** Begin **

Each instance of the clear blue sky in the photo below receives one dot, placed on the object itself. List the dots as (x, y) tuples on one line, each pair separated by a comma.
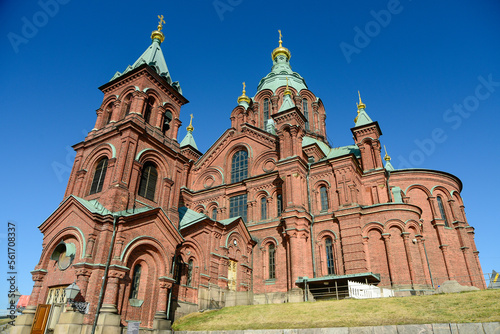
[(411, 68)]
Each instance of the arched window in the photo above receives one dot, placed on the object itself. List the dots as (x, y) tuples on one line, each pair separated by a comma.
[(306, 112), (109, 113), (149, 109), (147, 186), (263, 208), (279, 204), (329, 256), (99, 176), (266, 110), (136, 279), (272, 261), (441, 209), (189, 273), (238, 207), (128, 104), (239, 166), (167, 118), (323, 195)]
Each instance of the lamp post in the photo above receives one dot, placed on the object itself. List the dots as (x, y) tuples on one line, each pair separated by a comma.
[(71, 291), (13, 299)]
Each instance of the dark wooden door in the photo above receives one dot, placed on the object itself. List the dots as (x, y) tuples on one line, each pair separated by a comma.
[(41, 317)]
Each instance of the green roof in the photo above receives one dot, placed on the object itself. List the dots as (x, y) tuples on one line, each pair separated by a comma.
[(153, 56), (331, 152), (189, 217), (280, 71), (287, 103), (189, 140), (363, 118)]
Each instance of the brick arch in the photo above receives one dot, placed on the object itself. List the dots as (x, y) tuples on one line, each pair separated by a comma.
[(372, 226), (199, 207), (327, 233), (257, 166), (55, 241), (399, 224), (228, 158), (159, 252), (153, 156), (110, 99), (215, 172), (410, 223), (268, 240), (417, 186)]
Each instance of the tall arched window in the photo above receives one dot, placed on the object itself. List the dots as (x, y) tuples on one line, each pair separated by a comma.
[(239, 166), (329, 256), (99, 176), (323, 195), (128, 104), (147, 186), (263, 208), (272, 261), (189, 279), (136, 280), (279, 204), (266, 111), (441, 209), (305, 108), (149, 109)]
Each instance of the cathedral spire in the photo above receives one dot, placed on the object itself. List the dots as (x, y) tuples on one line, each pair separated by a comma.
[(362, 117), (243, 97), (281, 50), (387, 158), (157, 34), (189, 139)]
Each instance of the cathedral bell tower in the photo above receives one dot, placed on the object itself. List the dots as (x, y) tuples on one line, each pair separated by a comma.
[(128, 160), (366, 135)]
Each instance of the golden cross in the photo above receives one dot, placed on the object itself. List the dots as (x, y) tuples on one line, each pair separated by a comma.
[(160, 24)]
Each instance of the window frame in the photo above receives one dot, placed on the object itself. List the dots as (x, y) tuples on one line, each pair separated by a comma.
[(238, 206), (330, 261), (144, 191), (271, 250), (101, 178), (239, 166), (323, 198)]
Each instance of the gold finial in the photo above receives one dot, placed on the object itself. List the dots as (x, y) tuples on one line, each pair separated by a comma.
[(361, 105), (243, 96), (190, 127), (386, 158), (160, 24), (157, 34), (280, 49), (287, 90)]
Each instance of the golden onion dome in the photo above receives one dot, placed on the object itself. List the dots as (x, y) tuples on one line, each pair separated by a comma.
[(157, 34), (243, 97), (280, 50), (361, 105)]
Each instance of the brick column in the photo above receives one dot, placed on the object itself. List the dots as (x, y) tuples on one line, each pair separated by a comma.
[(406, 240), (111, 294), (387, 242), (423, 258), (82, 280)]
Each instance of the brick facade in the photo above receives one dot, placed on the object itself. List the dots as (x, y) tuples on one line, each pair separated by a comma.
[(323, 212)]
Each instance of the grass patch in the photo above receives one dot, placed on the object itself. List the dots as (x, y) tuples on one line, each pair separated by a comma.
[(475, 306)]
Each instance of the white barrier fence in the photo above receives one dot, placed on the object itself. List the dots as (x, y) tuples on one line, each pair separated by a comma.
[(365, 291)]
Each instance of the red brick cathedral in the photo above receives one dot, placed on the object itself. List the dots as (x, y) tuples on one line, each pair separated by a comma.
[(151, 228)]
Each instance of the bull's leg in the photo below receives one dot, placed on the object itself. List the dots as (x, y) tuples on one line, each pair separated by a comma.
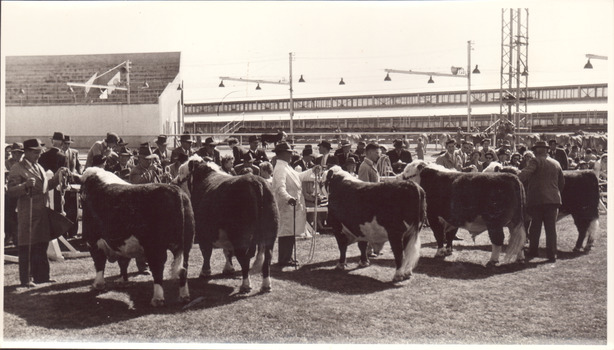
[(228, 268), (156, 259), (100, 261), (206, 248), (364, 259), (342, 243), (411, 252), (179, 271), (437, 228), (243, 259), (496, 239), (266, 269)]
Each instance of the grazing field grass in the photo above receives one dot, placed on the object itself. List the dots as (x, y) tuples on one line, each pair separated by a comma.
[(456, 300)]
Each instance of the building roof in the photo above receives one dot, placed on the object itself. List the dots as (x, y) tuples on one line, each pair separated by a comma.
[(42, 80)]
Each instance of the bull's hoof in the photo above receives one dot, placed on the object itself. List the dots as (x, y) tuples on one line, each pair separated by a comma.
[(157, 302), (98, 287), (205, 273), (341, 266), (228, 272), (364, 264), (492, 263)]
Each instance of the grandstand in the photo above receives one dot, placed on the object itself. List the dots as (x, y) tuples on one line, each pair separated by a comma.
[(552, 108), (39, 101)]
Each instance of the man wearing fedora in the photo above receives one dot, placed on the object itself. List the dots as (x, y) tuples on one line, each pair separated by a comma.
[(326, 160), (104, 147), (28, 183), (558, 154), (248, 163), (208, 150), (145, 171), (10, 204), (259, 154), (544, 181), (290, 202), (399, 157), (162, 152), (345, 153), (185, 147)]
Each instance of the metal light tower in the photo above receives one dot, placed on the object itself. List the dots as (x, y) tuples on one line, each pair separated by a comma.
[(514, 62)]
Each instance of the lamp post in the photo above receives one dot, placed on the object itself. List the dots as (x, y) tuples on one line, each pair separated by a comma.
[(257, 81), (457, 72), (588, 64)]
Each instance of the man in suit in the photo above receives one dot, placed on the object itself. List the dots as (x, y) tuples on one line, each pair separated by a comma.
[(28, 183), (70, 197), (259, 154), (185, 147), (208, 150), (399, 157), (326, 160), (544, 179), (345, 153), (558, 154), (104, 147), (162, 152), (287, 189)]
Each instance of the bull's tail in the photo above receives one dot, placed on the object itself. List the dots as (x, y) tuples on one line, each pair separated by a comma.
[(590, 234), (518, 233)]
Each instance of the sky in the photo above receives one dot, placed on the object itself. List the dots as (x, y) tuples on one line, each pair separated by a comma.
[(329, 40)]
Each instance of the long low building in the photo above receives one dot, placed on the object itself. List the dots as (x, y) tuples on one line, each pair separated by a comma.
[(565, 106)]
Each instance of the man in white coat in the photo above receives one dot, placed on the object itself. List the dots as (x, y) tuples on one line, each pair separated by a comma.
[(288, 195)]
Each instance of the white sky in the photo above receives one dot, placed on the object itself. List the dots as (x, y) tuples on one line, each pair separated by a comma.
[(353, 40)]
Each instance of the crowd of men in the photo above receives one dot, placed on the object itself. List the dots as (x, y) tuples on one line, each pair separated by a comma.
[(33, 170)]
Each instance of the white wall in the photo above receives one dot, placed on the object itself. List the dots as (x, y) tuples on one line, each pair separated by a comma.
[(84, 123)]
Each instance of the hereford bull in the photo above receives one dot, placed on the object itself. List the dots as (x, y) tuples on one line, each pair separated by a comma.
[(375, 213), (236, 213), (122, 221), (473, 201), (579, 198)]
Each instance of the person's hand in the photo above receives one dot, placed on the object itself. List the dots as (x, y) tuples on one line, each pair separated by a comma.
[(30, 183)]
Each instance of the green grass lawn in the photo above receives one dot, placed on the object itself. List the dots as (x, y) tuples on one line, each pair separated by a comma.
[(456, 300)]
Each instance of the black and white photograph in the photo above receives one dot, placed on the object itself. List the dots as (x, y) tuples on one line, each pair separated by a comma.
[(305, 174)]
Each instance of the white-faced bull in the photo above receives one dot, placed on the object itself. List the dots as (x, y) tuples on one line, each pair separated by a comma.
[(123, 221), (375, 213), (473, 201), (579, 198), (236, 213)]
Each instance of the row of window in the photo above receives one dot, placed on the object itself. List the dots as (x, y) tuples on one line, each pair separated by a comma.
[(485, 96)]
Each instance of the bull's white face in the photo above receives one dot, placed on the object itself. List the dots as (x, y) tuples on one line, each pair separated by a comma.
[(412, 171)]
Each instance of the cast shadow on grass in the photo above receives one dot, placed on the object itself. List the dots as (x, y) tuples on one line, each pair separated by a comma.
[(74, 306)]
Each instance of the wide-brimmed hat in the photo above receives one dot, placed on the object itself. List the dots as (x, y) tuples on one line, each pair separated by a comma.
[(33, 144), (58, 136), (325, 144), (112, 137), (209, 142), (125, 151), (98, 159), (186, 138), (145, 151), (282, 147), (161, 140), (17, 147)]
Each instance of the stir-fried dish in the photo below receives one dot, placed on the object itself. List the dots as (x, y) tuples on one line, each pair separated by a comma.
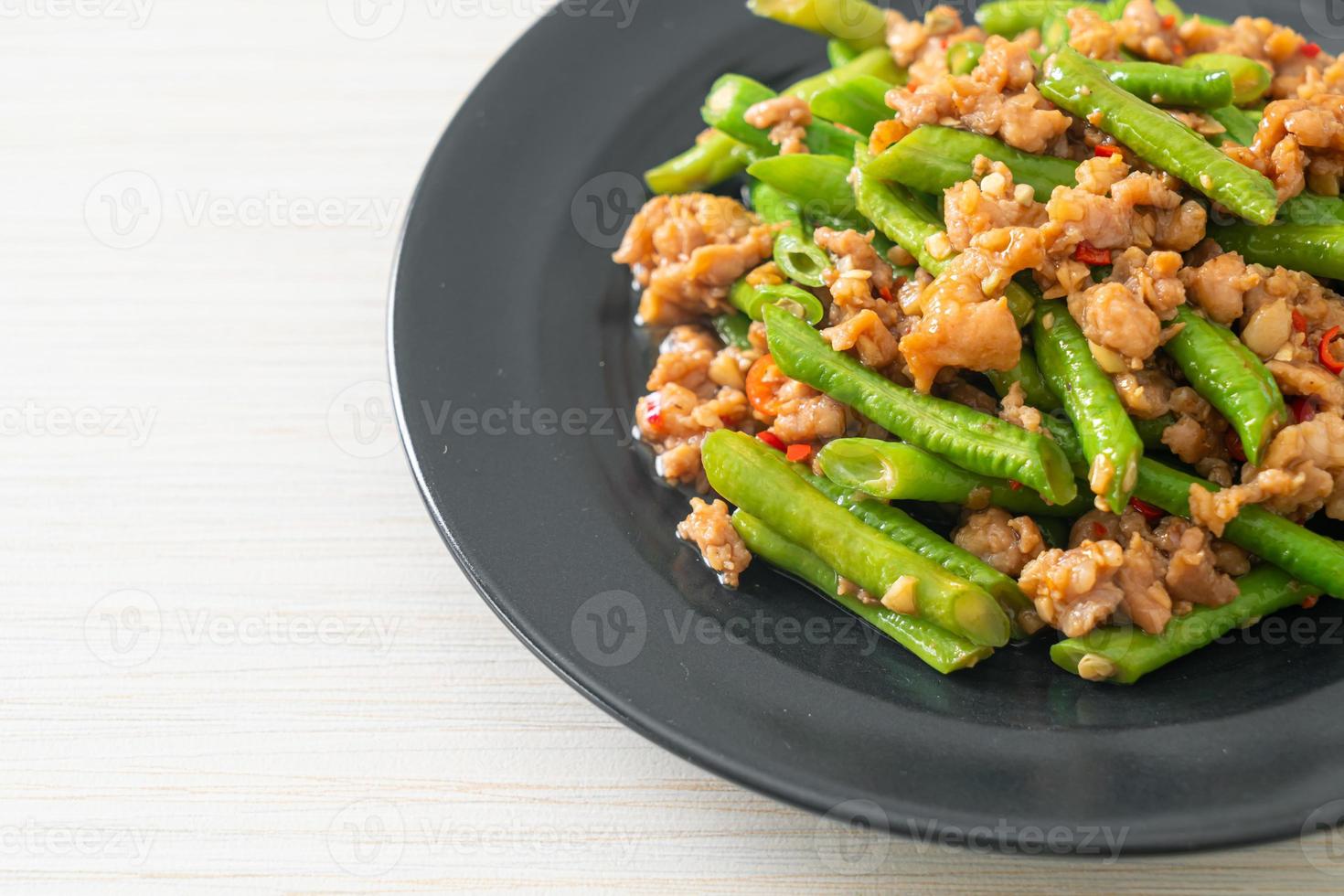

** End **

_PROBLEM TO WORK ON_: Please render the entries from the line with "Each instance of the row" to the line with "[(485, 96)]" as a two-column CSV headed text and answer. Give one row per entry, and put each value in a single quoted field with any line breaks replaced by spaces.

_TASK RESULT_:
text,answer
"Each instance of the row of window in the photo above receives one dot, placed on the object itself. List the dots as (x, y) tuples on one line, each pair separated by a comma.","[(485, 96)]"